__Materials provided__
--------------------------------------------------
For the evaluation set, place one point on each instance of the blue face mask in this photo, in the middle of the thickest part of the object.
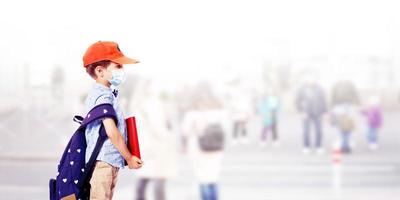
(118, 77)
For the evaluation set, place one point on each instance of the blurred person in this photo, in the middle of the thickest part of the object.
(311, 103)
(373, 114)
(268, 108)
(343, 118)
(104, 61)
(205, 123)
(344, 100)
(156, 142)
(241, 112)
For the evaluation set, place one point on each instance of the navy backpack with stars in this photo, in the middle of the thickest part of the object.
(72, 181)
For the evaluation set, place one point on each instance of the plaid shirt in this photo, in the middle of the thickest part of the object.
(100, 94)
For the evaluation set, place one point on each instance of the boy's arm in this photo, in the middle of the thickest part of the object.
(116, 139)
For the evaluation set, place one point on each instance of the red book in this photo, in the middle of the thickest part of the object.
(133, 141)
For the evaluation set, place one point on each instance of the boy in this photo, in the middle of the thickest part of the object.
(103, 62)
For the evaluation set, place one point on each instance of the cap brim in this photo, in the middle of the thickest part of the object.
(125, 60)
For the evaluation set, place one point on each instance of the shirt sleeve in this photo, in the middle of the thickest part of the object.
(104, 98)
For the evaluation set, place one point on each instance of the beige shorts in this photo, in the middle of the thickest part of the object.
(103, 181)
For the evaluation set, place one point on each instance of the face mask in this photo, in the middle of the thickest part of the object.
(118, 77)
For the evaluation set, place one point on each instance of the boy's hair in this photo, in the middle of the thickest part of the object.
(91, 67)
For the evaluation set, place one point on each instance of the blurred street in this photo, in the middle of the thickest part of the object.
(250, 171)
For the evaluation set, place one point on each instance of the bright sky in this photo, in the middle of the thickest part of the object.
(182, 40)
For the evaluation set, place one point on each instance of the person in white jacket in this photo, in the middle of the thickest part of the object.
(206, 165)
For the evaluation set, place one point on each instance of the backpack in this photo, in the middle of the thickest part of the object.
--------------------------------------------------
__Task instructions__
Reproduce the material from the line holding "of the bright" through the end of the material, inclusive, with the requests included. Scale every point coordinate in the answers by 2.1 and round each result to a whole number, rounding halves up.

__Reply__
For the evaluation set, place one point on each instance of the bright sky in this photo, in the middle of the thickest part of the object.
(382, 84)
For the evaluation set, place one point on each instance of the person in white jacket in this photo, in the middle of the thickest part of the object.
(433, 347)
For the evaluation set, place one point on each instance of the backpack in this photo, in the middle of the thickest part of the object.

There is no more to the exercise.